*Data extracted from a collection*
## BEGIN

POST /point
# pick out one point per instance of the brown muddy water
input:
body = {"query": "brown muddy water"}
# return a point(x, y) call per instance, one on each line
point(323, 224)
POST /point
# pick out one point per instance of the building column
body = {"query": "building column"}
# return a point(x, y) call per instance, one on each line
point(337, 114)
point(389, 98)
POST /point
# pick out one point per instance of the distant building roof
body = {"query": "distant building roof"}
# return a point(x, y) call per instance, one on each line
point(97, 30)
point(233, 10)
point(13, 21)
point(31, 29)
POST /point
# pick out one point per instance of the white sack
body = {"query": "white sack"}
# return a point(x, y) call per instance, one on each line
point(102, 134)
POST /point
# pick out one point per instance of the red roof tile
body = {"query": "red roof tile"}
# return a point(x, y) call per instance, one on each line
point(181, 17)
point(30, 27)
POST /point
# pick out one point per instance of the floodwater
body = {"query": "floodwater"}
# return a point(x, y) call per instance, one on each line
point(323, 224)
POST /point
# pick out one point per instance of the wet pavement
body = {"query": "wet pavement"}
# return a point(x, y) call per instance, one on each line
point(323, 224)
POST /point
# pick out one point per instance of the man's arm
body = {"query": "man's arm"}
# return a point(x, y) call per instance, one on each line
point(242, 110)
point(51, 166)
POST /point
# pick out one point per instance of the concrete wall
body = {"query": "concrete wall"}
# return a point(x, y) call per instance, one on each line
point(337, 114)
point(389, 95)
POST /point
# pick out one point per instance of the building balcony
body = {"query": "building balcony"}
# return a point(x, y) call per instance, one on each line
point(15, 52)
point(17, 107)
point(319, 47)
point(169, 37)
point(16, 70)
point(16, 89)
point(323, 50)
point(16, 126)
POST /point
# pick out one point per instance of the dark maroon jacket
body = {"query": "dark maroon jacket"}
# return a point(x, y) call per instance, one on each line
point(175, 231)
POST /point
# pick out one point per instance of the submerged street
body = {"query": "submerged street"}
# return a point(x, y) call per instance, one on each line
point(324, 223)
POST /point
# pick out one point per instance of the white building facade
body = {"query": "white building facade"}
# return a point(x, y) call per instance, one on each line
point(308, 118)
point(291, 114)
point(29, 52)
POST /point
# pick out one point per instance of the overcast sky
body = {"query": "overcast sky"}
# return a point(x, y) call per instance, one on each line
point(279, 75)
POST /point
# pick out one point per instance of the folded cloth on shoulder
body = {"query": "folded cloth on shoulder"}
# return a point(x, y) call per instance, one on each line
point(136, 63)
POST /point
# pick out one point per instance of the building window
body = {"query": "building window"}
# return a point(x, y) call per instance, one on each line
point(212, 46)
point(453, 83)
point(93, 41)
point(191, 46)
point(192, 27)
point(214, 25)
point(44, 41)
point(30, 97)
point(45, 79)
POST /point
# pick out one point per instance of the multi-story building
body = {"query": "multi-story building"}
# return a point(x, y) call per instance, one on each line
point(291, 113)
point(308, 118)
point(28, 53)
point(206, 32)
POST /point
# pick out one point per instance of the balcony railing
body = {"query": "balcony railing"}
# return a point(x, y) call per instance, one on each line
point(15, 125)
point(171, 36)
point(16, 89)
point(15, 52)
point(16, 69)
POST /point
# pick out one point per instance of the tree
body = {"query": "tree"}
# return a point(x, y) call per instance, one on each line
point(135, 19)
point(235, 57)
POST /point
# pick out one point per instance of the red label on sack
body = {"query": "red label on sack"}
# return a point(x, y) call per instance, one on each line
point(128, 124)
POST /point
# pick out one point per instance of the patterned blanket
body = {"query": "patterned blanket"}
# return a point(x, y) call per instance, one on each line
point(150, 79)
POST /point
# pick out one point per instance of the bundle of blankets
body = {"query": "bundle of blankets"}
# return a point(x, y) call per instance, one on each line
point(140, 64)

## END

*Exercise objective*
Extract each entry in full, exactly as given.

*Reply*
POST /point
# pick out one point per instance of the brown muddy water
input:
body = {"query": "brown muddy water"}
# return a point(x, y) call per instance, one on each line
point(323, 224)
POST /point
# pick out one point per instance of the building column
body = {"query": "building column"}
# return a point(x, y) call per instance, one on each line
point(337, 114)
point(389, 98)
POST /point
# pick out one point per instance of the distant building roof
body = {"query": "distant building roof"}
# return a point(x, y) call per instance, one on each line
point(97, 30)
point(233, 10)
point(13, 21)
point(31, 29)
POST /point
# pick out one point per instance of the white sack
body = {"query": "white sack"}
# return a point(x, y) call per instance, one on each line
point(102, 134)
POST /point
# pick out one point per instance of the red roof tile
body = {"query": "red roof tile"}
# return a point(x, y) call per instance, one on each line
point(181, 17)
point(30, 27)
POST /point
# pick out one point per instance of the floodwater
body = {"query": "floodwater"}
# return a point(x, y) call per instance, one on each line
point(323, 224)
POST /point
# pick out one point per instance of the wet pavement
body = {"query": "wet pavement"}
# return a point(x, y) call per instance, one on each line
point(323, 224)
POST /point
# pick out one point per instance of the man's arm
body = {"query": "man's arm"}
# return a point(x, y) call per instance, one on each line
point(242, 110)
point(51, 166)
POST /point
# pick out one point per instance of the concrete wall
body = {"query": "concrete wall"}
# return a point(x, y) call per instance, one on each line
point(337, 114)
point(389, 95)
POST /point
# pick out one point per instance of the building balcony
body = {"query": "building balcony"}
# return a point(x, y) call per instance, one on each line
point(15, 52)
point(17, 107)
point(319, 47)
point(169, 37)
point(16, 70)
point(16, 89)
point(323, 50)
point(16, 126)
POST /point
# pick out one point per instance of the dark maroon jacket
body = {"query": "dark maroon jacket"}
# return a point(x, y) call per instance, one on each line
point(175, 231)
POST /point
# pick out one point per instance of the submerged street
body = {"query": "submerged street"}
# return a point(x, y) call per instance, one on each line
point(324, 223)
POST /point
# pick out one point per instance of the white building facade
body = {"query": "white building facade"}
# return a point(x, y) call per instance, one on each line
point(308, 118)
point(291, 114)
point(29, 52)
POST /point
# pick out one point per instance of the overcast sky
body = {"query": "overcast sky"}
# return a point(x, y) call per instance, one on each line
point(279, 75)
POST /point
# pick out one point per instance of the folded cloth on shoulder
body = {"query": "folded cloth on shoulder"}
# return a point(x, y) call per instance, one on each line
point(136, 63)
POST /point
# pick out one point per instance of the building window
body = {"query": "building window"}
# return a point(x, y) call per instance, one on each line
point(212, 46)
point(453, 83)
point(93, 41)
point(191, 46)
point(192, 27)
point(214, 25)
point(44, 41)
point(30, 97)
point(45, 79)
POST /point
# pick out one point per instance of the multi-story building
body = {"query": "multi-story building"}
# return a point(x, y) call per instance, one on each line
point(291, 113)
point(308, 118)
point(28, 53)
point(206, 32)
POST /point
# pick out one point per instance of the balcony railing
body = {"query": "balcony railing"}
# return a point(x, y) call per instance, one on each line
point(15, 125)
point(171, 36)
point(16, 89)
point(15, 52)
point(16, 69)
POST /point
# pick out one point per instance of the tree
body = {"query": "tree"}
# return a point(x, y) call per instance, one on each line
point(135, 19)
point(235, 57)
POST /point
# pick out one point per instance of the red label on sack
body = {"query": "red label on sack"}
# return a point(x, y) call per instance, one on each line
point(128, 124)
POST /point
# pick out one point per instance of the patterned blanket
body = {"query": "patterned blanket"}
# return a point(x, y) call per instance, one on each line
point(150, 79)
POST /point
# pick out one point per instance of the bundle of blankets
body = {"query": "bundle of blankets"}
# return a point(x, y) call per instance, one on each line
point(140, 64)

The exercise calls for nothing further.